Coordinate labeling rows
-*-*-

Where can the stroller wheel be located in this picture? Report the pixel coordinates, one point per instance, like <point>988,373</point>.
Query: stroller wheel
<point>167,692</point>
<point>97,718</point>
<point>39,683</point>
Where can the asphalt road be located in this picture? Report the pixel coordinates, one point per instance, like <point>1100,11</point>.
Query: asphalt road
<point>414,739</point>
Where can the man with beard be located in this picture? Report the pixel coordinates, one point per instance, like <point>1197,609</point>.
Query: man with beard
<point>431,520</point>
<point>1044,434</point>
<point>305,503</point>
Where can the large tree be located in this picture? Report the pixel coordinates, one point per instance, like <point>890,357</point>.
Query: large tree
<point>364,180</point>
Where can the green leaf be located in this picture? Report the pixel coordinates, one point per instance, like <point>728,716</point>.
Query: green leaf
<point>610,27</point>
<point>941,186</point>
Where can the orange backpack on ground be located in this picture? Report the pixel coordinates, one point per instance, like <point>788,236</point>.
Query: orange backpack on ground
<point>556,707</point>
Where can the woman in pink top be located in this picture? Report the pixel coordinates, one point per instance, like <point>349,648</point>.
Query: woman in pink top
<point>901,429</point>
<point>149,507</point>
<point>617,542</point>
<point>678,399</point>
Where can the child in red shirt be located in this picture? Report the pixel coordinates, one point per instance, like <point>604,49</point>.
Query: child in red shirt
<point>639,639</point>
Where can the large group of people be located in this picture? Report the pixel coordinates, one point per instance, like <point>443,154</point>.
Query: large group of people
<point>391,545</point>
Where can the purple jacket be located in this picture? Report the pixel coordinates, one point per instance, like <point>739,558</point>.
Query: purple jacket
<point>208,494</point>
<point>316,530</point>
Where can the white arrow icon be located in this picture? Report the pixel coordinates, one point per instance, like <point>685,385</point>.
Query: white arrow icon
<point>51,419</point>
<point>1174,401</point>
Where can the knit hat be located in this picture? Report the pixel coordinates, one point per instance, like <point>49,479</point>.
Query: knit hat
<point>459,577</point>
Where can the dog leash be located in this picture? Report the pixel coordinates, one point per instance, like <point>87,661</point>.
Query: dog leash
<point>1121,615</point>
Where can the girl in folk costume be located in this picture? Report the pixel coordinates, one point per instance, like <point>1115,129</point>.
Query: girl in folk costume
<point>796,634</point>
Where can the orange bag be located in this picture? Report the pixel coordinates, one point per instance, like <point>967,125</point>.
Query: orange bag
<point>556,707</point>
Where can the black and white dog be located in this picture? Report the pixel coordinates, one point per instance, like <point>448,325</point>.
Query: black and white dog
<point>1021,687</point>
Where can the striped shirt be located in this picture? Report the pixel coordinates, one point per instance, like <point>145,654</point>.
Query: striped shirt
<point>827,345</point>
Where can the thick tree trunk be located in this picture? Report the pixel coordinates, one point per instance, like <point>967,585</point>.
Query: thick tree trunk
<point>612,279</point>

-*-*-

Your instructions: Copy all of the rows above, character for character.

Result:
Where can the stroller wheel be located in this picture? Report the pixel coordinates, one point per instance, like <point>988,373</point>.
Query: stroller wheel
<point>167,692</point>
<point>97,718</point>
<point>39,683</point>
Where can the asphalt road be located in this picture? Report the pixel coordinates, one point per instance, like <point>1100,11</point>.
Query: asphalt road
<point>414,739</point>
Where can the man with beard be located in this picture? Report the pixel coordinates, one point per instance, like <point>1197,609</point>.
Query: man with beard
<point>431,520</point>
<point>1044,434</point>
<point>305,503</point>
Where can the large tree be located in this picture? Report the pixel coordinates, one point per instance, like <point>890,357</point>.
Query: large tree
<point>364,180</point>
Where can the green leaf be located in this picture? Report the pixel coordinates, one point per instance, like <point>728,716</point>.
Query: green leaf
<point>610,27</point>
<point>941,186</point>
Where can the orange backpack on ground be located in this picture? Report the pixel coordinates, one point per instance, like <point>788,236</point>.
Query: orange backpack on ground
<point>556,707</point>
Where can the woman in pink top be located in this picture? Report the pixel coordinates, one point per instance, like <point>349,648</point>.
Query: woman in pink top
<point>901,429</point>
<point>149,507</point>
<point>617,542</point>
<point>678,399</point>
Where can the child in red shirt be located in this picture? Report the pixel coordinates, one point per instance, like <point>604,49</point>.
Query: child in red shirt
<point>639,639</point>
Where can the large group of people be located in this picture? Report the pixel coordinates, one point per instance, like <point>443,154</point>.
Query: large group of people
<point>391,545</point>
Where can the purple jacket be located in this picture? Report the pixel coordinates, one point per instance, like <point>739,558</point>.
Query: purple jacket
<point>208,494</point>
<point>316,530</point>
Where can the white arrow icon be located in this picture? Report the pixel coordinates, one point per instance, like <point>685,385</point>.
Query: white arrow icon
<point>51,419</point>
<point>1174,401</point>
Where can the knit hat be located in this picture? Report the pixel coordinates, one point per instance, like <point>49,479</point>.
Query: knit hat
<point>459,577</point>
Where can the dog leash be located in this picture? Report the pixel coordinates, one point per instance, like <point>87,661</point>.
Query: dog leash
<point>1121,615</point>
Where can the girl in folk costume be located in this picture? Report the pixel coordinates, one point per instance, like <point>1115,129</point>.
Query: girl in folk costume
<point>796,634</point>
Where can the orange bag be located in this picture? Report the pixel coordinates, one point per instance, like <point>967,125</point>.
Query: orange bag
<point>556,707</point>
Where can the black and white dog be located in this picture? Report the pixel coordinates, one point per instance, like <point>448,325</point>.
Query: black and white dog
<point>1021,687</point>
Where can the striped shirt be located in this picture? Report the pixel coordinates, one point per instance, like <point>145,654</point>.
Query: striped shirt
<point>827,345</point>
Where can the thick tree trunk be located in this picture? Report the pixel coordinates, one point per instance, like <point>967,585</point>.
Query: thick tree trunk
<point>612,279</point>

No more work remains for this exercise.